**Fuente**

________________

MI argumento a favor de la monarquía constitucional española se basa en una paradoja: por el mismo pecado original de su falta de representatividad democrática, un rey está obligado a comportarse con mucha más sensatez que un político elegido por las urnas. Un presidente de la República puede perder la cabeza por exceso de arrogancia o de confianza en sí mismo, y bastaría pensar en Aznar o en Zapatero para imaginarse hasta qué extremos de ofuscación podrían haber llegado si hubiesen sido presidentes de la República.

Pero en un país como el nuestro, en el que la monarquía no tiene ningún prestigio histórico porque ha sido un desastre desde comienzos del siglo XVII -sólo hay que pensar en reyes tan nefastos como Carlos II o Fernando VII-, un rey debe comportarse como el mejor republicano. Y por eso está obligado a dar ejemplo de cordura en un país arrastrado con frecuencia hacia el vértigo autodestructivo; y por eso debe demostrar sentido de la conciliación en un país tan sectario y bronco y maleducado como el nuestro; y por eso debe dar ejemplo del buen uso del dinero público, porque aquí abundan los granujas que se benefician con singular desvergüenza del dinero de todos.

________________

**Bloque de datos**
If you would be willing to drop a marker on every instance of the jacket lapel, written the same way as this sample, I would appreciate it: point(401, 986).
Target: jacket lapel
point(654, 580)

________________

**Tarea**
Prosigue el texto de arriba sobre la monarquía constitucional española a partir de su última oración.

**Resultado**
Nadie duda de que Juan Carlos I es uno de los personajes públicos más respetados que tenemos -si no el que más-, pero dudo mucho de que su hijo Felipe concite el mismo grado de respeto y simpatía. Hace años conocí a un profesor de Literatura que le había dado clases en la Universidad de Georgetown. Le pregunté cómo era el príncipe, y el profesor me contestó sin vacilar: "Muy inteligente y muy tímido". Lo de la timidez no me sorprendió en absoluto. Lo que sí me sorprendió -debo confesarlo- fue lo de la inteligencia, porque hasta entonces el príncipe no había podido o no había sabido dar pruebas de que la tuviera. Por lo general, la imagen que tenemos de él es la de un personaje retraído, distante, frío y siempre rodeado de pijos que viven encerrados en una burbuja de privilegios, con sus yates y sus estaciones de esquí y sus mansiones de cuatrocientos metros cuadrados, algo que -la verdad sea dicha- el príncipe no se ha preocupado demasiado por desmentir. El economista Manuel Conthe decía hace poco que el príncipe debería recibir cada año en una audiencia especial a los ciudadanos españoles que pagan más impuestos, con el fin de dar ejemplo de responsabilidad social. Y eso es algo que se le debería haber ocurrido al príncipe hace ya mucho tiempo, y no sólo ahora que la monarquía ha dejado de ser la institución más valorada por los ciudadanos. Repito que un país tan bipolar y suicida como el nuestro necesita una monarquía que se comporte de forma ejemplar. Ojalá la tengamos durante muchos años, y lo digo cruzando los dedos.